* [Estratto scelto]:
• • • •

Invecchiando, diventa più potente [questo vale per molti medicamenti, dato che molte reazioni avvenendo lentamente, moltye sostanze attive si formano nel tempo e non subito].
Si applica nelle ulcere anali, in quelle del pene e della vagina femminile.
Cotta con Olio Omphacino (4) e riportata alla consistenza del Miele, circondandone i denti guasti, li fa cadere. 
Applicata con decotto di Lupini e Carlina acaulis, sana la rogna dei quadrupedi.
Quella fresca, appena ottenuta e non cotta, applicata sulla parte dolorante, giova alla gotta ed a tutte le malattie articolari.
Imbevuta su una pelle lanosa [come quella di una pecora] e con questa applicata su un edema, anche addominale, risolve il gonfiore.>>.

• • • •

* [Dati forniti]:
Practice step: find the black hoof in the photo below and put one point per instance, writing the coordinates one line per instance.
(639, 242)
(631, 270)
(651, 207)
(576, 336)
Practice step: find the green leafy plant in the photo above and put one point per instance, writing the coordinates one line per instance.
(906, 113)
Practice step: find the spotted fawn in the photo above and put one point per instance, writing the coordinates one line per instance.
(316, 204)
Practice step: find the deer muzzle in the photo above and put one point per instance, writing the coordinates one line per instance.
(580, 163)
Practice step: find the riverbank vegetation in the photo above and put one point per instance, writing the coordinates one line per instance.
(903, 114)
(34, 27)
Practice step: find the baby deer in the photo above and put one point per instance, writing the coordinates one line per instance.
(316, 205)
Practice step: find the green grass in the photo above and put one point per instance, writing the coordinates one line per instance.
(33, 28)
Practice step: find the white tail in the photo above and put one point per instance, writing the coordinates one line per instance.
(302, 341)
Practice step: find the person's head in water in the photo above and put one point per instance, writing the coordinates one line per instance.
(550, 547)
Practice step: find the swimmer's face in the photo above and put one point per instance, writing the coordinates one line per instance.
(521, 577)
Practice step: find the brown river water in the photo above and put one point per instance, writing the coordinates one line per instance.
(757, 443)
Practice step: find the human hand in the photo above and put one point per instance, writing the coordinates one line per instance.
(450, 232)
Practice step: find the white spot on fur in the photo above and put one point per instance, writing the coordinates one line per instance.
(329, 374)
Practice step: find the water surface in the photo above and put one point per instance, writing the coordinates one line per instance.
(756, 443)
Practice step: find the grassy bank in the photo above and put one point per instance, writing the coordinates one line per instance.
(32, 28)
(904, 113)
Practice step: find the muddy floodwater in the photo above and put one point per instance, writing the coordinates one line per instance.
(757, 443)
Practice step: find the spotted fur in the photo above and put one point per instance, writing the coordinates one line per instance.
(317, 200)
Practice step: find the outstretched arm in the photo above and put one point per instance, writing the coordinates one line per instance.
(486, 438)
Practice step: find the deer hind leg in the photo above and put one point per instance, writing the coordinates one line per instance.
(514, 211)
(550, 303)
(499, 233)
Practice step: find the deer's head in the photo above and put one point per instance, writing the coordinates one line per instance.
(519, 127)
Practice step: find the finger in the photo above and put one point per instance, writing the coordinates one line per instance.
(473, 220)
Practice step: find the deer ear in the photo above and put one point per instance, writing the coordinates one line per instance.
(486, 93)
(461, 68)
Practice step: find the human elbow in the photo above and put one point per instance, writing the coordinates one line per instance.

• • • •

* [Compiti ed esercizi]:
1. Secondo il brano sui rimedi, perché la sostanza descritta diventa più potente invecchiando? Rispondi in una o due frasi.
2. Riprendi il brano sui rimedi dal punto in cui si interrompe.
I record sono materiale separato dal brano.

* [Risposte ai compiti]:
1. Diventa più potente perché molte reazioni avvengono lentamente, per cui molte sostanze attive si formano nel tempo e non subito. Il brano aggiunge che questo vale per molti medicamenti.

2.
Nel Commentario di Pier Andrea Mattioli, ovvero “Discorsi sulla Materia Medicinale di Pedanio Dioscoride Anarzabeo”, si trova che gli Olivi selvatici sono numerosi nella zona di Siena ed in genere della Toscana (non dimentichiamo che Mattioli è senese di nascita, anche se  vive  aTrento, protetto dal locale Arcivescovo-Feudatario Imperiale), am anche in Dalmazia e nelle isole del mare Adriatico.
Mattioli rammenta un fatto curioso: che vi è una “inimicizia tra l’Olivo e la Quercia”,

<< in modo che piantandosi Olivi accanto alle Querce, essi in breve si perdono.>>.
<< Diventano sterili gli Olivi se dei loro germogli si pascono le capre >>

Rammenta inoltre che Catone  (nel suo “De Agricoltura”) dice che si mescola la Morca dell’Olio alla calce che si usa per intonacare i magazzini e le botteghe dove si tengono abiti e tessuti e drappi di seta. Ciò impedisce che si formino ragnetti, tignole e altri vermicelli e altri animali nocivi (per i tessuti, immaginiamo!). Inoltre, impedisce che si formi l’Umidità che trasuda dalle mura.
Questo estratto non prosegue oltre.